■ Work to complete
Your response should consist of the records, reproduced exactly.

■ Data shown
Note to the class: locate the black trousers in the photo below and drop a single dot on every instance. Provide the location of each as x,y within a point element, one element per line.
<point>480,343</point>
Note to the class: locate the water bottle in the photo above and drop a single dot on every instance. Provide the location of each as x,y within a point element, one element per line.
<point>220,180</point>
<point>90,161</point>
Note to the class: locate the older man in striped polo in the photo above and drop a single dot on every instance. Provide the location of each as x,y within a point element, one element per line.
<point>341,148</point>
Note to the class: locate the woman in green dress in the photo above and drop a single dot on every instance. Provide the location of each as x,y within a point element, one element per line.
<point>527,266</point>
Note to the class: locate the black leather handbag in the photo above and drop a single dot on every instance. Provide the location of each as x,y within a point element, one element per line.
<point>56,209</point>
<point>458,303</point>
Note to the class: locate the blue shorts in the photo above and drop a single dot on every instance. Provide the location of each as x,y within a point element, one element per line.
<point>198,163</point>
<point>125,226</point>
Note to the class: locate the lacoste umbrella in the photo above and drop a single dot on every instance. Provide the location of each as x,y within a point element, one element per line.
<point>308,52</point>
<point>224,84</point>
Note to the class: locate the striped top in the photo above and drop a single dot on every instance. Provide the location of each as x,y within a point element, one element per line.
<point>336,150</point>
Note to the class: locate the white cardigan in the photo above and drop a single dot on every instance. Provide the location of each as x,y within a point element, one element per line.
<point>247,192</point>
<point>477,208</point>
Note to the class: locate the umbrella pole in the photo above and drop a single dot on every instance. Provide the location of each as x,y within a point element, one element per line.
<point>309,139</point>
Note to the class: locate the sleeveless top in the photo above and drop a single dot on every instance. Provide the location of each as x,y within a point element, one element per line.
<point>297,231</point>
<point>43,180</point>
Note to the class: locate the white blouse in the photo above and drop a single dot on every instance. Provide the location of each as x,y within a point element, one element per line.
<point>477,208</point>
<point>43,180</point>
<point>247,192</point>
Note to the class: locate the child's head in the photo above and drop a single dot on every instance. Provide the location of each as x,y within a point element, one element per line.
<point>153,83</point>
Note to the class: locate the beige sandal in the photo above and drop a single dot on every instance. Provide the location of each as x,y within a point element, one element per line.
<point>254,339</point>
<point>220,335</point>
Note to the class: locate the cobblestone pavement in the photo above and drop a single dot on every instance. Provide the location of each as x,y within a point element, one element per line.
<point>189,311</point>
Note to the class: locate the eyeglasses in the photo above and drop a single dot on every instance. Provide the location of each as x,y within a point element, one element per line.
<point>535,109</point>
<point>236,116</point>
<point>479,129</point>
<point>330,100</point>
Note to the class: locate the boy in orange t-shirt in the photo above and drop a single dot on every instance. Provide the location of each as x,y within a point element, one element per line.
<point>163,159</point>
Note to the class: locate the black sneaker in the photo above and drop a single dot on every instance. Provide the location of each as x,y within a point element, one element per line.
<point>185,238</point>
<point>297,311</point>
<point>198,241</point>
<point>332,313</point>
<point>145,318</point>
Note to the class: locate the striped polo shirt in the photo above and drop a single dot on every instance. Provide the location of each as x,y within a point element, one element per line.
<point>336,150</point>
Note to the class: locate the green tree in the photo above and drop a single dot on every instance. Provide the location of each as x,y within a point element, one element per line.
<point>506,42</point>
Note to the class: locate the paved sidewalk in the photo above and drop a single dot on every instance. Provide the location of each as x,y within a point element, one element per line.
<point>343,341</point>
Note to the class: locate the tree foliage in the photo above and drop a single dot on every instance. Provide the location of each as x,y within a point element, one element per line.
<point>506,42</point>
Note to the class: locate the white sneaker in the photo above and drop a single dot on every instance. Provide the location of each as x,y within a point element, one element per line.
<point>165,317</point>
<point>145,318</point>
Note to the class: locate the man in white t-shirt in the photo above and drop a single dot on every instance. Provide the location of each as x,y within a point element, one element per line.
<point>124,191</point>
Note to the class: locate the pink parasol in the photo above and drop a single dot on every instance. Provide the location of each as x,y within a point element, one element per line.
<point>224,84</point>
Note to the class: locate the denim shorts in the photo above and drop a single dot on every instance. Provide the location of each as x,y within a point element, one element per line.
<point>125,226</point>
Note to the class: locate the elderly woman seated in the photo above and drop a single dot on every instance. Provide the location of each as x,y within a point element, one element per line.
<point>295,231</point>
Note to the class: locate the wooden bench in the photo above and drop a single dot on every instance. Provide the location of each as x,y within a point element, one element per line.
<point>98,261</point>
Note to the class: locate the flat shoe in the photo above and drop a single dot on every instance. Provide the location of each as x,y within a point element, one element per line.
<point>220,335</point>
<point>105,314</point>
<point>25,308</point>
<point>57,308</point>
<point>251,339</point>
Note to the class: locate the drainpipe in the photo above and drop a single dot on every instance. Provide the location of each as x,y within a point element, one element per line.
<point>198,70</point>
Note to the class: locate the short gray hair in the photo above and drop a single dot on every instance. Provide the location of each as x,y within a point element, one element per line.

■ Task output
Note to the class: locate the black trousers in the photo below and drop a single dot on every instance. Provide the location of each as x,y within a point element, one element per line.
<point>480,343</point>
Note to the class: locate the water bottle in the photo above and drop a single dot on every instance. Provide the location of each as x,y within a point element, one element per line.
<point>220,180</point>
<point>90,161</point>
Note to the class: locate the older man in striped polo in the photo above and drop a single dot on every instance. Provide the location of each as x,y within a point element, one element per line.
<point>341,148</point>
Note to the class: locate the woman in green dress in the photo above and drop a single dot on every instance. Provide the location of each as x,y within a point element, one element per line.
<point>527,266</point>
Note to the class: locate the black leather handbag in the photo above and drop a single dot on every instance. Provide the location of each as x,y within a point element, one element per line.
<point>56,209</point>
<point>458,303</point>
Note to the class: locate the blue shorts in the photo above and drop a single dot on every instance. Provide the location of each as x,y within a point element, one element per line.
<point>198,163</point>
<point>125,226</point>
Note to the class: locate the lacoste umbrella in the photo above and drop a single dot on every instance. Provide the location of each as x,y within a point element, one element per line.
<point>308,52</point>
<point>224,84</point>
Note to the class: locate the striped top in the photo above and drop a single dot on every instance. Provide the location of each as x,y within a point element, one element per line.
<point>336,150</point>
Note to the class: locate the white cardigan in the photo above and drop a single dot on every instance. Provide the location of each as x,y within a point element, one element per line.
<point>247,192</point>
<point>477,208</point>
Note to the class: locate the umbrella pole in the photo above and drop a single dot on every instance. Provide the location of each as x,y within a point element, one element per line.
<point>309,139</point>
Note to the class: locate the sleeveless top in the photo above and drop a single dot on every instance. Provide the location of each as x,y within a point element, one element per line.
<point>297,231</point>
<point>43,180</point>
Note to the class: locate the white blouse in the photo above and drop a single dot on every instance. Provide the location of each as x,y within a point element, one element per line.
<point>477,208</point>
<point>43,180</point>
<point>247,192</point>
Note to the class: locate the child's head in the photo above and drop a single dot on every instance. Provide the location of each as x,y within a point element, one element per line.
<point>153,83</point>
Note to the class: locate the beige sandal in the photo above and drop a single dot on every instance. Provide the location of each as x,y within a point element, one element per line.
<point>254,339</point>
<point>220,335</point>
Note to the class: locate the cobblestone pavement in the photo above and drop a single dot on every instance. Provide the location of each as x,y within a point element, one element per line.
<point>189,311</point>
Note to the class: locate the eyeglasses in the photo above and drop a single dot on every instance. Provide the location of each as x,y within a point element, one element per line.
<point>535,109</point>
<point>236,116</point>
<point>479,129</point>
<point>330,100</point>
Note to the class: locate the boy in orange t-shirt in the photo above and drop a single dot on every instance. Provide the location of each as x,y within a point element, one element per line.
<point>163,159</point>
Note to the class: locate the black sneaker in the photo above and drop a single dot on every instance. Provide the location of each as x,y within a point element, one element per line.
<point>185,238</point>
<point>297,311</point>
<point>198,241</point>
<point>332,313</point>
<point>145,318</point>
Note to the class: locate the striped polo shirt in the photo above and drop a single dot on every instance. Provide the location of each as x,y within a point element, one element per line.
<point>336,150</point>
Note to the class: locate the green tree in the photo above and drop a single dot on every instance. Provide the location of each as x,y within a point element, one element per line.
<point>506,42</point>
Note to the class: locate the paved sidewalk in the photo above and drop a single dot on every instance. Provide the location of each as x,y within a point element, one element per line.
<point>343,341</point>
Note to the class: locate the tree foliage in the photo above and drop a single dot on every instance. Provide the location of each as x,y within a point element, one element per line.
<point>506,42</point>
Note to the class: locate the white sneaker in the photo above and drop a single dot on every instance. Provide the location of each as x,y within a point element, one element per line.
<point>165,317</point>
<point>145,318</point>
Note to the class: locate the man in white t-shirt in the photo above and drop a single dot on every instance. Provide the location of each as x,y within a point element, one element per line.
<point>124,191</point>
Note to the class: locate the pink parasol in the photo above and drop a single dot on every instance. Provide the location of each as x,y within a point element, one element per line.
<point>224,84</point>
Note to the class: locate the denim shorts in the photo above and drop a single dot on every instance. Provide the location of each as x,y within a point element, one element per line.
<point>125,226</point>
Note to the class: locate the elderly woman seated in the photo above and drop a single dot on every instance. Provide the location of each as x,y within a point element, one element per line.
<point>295,231</point>
Note to the class: locate the wooden bench in the photo above and drop a single dot on every instance. Provide the location of each as x,y within a point element, one element per line.
<point>98,261</point>
Note to the class: locate the flat shoe in the photo above and drop a single dot on every instance. Provide the location of each as x,y within a point element, one element per line.
<point>220,335</point>
<point>105,314</point>
<point>25,308</point>
<point>57,308</point>
<point>251,339</point>
Note to the class: locate the drainpipe in the photo above and drop a single dot on every instance. Provide the location of each as x,y within a point element, one element per line.
<point>198,70</point>
Note to the class: locate the short gray hair in the photo above and drop a single dot on every instance. Provide the location of each as x,y within a point element, one element per line.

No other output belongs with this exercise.